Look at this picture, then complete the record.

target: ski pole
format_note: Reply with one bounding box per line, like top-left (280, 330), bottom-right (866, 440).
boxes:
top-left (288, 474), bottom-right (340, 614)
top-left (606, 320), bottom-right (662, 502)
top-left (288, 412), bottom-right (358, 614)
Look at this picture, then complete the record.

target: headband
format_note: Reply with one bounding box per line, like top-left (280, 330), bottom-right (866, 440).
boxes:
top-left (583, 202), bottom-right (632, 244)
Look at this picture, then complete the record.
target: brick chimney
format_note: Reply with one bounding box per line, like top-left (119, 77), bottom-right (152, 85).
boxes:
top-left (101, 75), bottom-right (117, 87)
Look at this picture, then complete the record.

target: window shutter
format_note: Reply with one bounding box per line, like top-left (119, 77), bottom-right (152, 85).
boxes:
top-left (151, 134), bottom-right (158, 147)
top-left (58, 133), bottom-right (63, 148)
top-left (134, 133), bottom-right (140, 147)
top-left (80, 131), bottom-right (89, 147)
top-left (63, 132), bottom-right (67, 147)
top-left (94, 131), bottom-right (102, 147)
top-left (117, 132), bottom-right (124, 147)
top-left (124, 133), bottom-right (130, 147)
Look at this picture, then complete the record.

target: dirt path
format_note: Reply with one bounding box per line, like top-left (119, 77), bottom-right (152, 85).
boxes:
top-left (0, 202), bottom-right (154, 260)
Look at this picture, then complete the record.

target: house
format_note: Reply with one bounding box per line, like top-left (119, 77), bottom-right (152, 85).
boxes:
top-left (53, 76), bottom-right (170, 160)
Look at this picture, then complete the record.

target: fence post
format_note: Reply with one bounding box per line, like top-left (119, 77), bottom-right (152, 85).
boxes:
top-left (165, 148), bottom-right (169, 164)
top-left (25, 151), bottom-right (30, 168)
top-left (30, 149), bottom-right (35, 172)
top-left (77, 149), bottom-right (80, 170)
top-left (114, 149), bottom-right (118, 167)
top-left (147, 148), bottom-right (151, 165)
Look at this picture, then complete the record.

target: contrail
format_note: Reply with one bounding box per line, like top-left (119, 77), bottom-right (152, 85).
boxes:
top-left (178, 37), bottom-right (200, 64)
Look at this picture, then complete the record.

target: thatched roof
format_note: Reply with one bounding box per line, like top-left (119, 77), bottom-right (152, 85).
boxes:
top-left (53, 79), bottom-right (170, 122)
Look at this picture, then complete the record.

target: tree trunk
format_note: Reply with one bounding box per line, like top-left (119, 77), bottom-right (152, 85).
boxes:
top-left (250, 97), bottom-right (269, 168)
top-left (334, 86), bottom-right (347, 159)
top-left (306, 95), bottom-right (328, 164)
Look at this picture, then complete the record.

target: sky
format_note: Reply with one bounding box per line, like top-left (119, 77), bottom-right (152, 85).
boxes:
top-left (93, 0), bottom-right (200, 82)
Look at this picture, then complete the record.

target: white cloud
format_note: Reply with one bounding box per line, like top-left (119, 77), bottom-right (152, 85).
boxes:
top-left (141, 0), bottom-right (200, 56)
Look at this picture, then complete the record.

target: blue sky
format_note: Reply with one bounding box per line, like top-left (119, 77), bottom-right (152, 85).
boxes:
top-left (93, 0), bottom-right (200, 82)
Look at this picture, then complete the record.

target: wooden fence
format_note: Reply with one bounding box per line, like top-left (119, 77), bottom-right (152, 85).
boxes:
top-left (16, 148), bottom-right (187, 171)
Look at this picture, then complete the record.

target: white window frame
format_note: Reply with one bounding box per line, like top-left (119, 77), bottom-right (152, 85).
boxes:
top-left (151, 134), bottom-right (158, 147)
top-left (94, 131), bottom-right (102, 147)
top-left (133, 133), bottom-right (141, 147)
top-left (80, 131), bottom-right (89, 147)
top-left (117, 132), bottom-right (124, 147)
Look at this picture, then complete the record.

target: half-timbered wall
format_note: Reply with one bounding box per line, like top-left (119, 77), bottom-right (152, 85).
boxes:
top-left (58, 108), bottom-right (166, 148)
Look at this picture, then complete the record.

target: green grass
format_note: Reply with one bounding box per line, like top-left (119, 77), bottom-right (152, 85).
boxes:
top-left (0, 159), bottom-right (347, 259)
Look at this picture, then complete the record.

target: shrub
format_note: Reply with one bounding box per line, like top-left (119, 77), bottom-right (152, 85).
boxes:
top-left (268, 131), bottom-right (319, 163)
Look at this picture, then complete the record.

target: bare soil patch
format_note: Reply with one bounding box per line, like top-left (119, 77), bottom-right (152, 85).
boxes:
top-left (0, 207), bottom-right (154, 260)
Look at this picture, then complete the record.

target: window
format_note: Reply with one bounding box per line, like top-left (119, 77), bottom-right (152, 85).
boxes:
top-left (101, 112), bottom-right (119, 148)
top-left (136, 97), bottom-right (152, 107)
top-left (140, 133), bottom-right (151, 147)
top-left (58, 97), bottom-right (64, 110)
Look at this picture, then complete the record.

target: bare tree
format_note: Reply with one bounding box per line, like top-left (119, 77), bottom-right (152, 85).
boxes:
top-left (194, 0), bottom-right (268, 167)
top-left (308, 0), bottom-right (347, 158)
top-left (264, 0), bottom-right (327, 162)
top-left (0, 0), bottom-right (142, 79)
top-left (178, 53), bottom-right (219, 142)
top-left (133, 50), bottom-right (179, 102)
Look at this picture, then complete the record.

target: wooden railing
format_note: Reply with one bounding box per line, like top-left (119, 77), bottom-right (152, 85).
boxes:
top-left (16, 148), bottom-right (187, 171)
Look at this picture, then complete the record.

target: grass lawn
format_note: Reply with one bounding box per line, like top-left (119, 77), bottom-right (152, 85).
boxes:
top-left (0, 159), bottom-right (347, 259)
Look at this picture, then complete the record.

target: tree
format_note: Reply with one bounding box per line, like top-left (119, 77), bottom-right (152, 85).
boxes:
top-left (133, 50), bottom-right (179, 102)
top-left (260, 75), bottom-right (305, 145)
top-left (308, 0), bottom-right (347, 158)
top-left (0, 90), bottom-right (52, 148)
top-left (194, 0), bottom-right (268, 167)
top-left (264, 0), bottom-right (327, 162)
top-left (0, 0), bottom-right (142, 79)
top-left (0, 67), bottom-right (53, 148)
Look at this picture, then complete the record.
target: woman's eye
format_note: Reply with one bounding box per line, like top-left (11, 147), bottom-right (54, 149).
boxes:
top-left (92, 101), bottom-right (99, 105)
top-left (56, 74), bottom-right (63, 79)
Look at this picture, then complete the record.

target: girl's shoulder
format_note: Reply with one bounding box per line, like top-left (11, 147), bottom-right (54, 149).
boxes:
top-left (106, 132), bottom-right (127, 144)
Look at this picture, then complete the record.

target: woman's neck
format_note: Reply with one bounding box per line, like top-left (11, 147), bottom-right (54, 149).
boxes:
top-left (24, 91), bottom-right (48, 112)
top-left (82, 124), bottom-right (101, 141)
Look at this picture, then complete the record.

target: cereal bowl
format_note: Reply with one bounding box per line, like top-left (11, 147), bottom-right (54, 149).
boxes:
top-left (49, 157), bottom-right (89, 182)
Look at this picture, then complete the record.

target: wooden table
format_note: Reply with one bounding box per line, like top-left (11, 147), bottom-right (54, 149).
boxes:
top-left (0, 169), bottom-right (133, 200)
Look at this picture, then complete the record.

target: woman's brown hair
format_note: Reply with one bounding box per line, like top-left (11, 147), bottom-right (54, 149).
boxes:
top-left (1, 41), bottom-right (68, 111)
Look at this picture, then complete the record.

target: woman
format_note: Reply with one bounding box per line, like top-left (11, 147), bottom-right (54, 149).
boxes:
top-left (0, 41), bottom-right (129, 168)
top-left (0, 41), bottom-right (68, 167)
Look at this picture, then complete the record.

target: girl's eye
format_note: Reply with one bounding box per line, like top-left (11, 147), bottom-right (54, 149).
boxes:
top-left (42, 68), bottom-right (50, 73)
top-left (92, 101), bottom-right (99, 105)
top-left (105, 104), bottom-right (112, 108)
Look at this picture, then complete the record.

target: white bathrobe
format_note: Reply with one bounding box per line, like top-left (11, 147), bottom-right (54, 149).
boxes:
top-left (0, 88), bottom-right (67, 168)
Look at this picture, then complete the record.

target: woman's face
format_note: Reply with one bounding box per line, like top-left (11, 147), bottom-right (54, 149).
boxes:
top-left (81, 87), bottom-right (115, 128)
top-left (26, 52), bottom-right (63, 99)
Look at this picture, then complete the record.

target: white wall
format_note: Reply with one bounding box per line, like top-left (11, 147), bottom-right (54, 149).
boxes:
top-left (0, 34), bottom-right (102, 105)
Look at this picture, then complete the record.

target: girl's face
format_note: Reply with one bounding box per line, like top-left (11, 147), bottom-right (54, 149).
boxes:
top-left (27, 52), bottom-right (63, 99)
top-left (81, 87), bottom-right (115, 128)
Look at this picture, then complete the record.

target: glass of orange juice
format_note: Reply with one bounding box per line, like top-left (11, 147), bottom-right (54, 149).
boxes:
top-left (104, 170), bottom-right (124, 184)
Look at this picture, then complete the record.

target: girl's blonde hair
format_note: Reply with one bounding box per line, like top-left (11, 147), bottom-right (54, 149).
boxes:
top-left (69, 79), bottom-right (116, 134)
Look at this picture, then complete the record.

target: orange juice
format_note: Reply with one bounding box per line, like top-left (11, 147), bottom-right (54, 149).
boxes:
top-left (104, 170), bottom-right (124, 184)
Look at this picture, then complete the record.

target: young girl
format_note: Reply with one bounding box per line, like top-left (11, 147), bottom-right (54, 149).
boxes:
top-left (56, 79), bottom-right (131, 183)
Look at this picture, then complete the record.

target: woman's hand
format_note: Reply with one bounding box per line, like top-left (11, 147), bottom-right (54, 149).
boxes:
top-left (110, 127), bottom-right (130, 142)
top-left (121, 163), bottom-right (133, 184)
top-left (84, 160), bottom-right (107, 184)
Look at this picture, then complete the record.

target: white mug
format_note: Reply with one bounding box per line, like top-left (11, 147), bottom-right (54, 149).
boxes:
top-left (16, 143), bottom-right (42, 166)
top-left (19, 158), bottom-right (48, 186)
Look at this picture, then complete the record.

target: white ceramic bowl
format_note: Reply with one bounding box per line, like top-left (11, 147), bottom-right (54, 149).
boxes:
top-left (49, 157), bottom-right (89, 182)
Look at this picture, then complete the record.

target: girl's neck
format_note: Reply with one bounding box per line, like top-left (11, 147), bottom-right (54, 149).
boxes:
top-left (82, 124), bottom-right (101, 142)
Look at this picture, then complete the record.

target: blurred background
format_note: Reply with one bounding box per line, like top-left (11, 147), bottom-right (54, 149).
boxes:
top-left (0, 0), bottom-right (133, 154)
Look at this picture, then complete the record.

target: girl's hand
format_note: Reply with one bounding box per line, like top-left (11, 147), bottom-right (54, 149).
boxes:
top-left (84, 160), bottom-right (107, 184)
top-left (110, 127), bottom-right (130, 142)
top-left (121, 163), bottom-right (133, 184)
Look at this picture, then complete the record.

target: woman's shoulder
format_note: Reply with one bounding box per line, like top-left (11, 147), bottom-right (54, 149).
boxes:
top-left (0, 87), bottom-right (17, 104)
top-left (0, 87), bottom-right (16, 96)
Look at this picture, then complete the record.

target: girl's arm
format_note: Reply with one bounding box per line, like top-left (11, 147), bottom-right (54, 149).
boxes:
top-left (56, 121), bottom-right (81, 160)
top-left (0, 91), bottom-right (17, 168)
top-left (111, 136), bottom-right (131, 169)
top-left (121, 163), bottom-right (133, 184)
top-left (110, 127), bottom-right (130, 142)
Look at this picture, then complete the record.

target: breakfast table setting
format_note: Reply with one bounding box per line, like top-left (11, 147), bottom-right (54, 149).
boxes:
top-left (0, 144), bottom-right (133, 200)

####

→ Task to complete:
List each line in the data above that contains the word "table".

→ Answer to the task:
target: wooden table
target: breakfast table setting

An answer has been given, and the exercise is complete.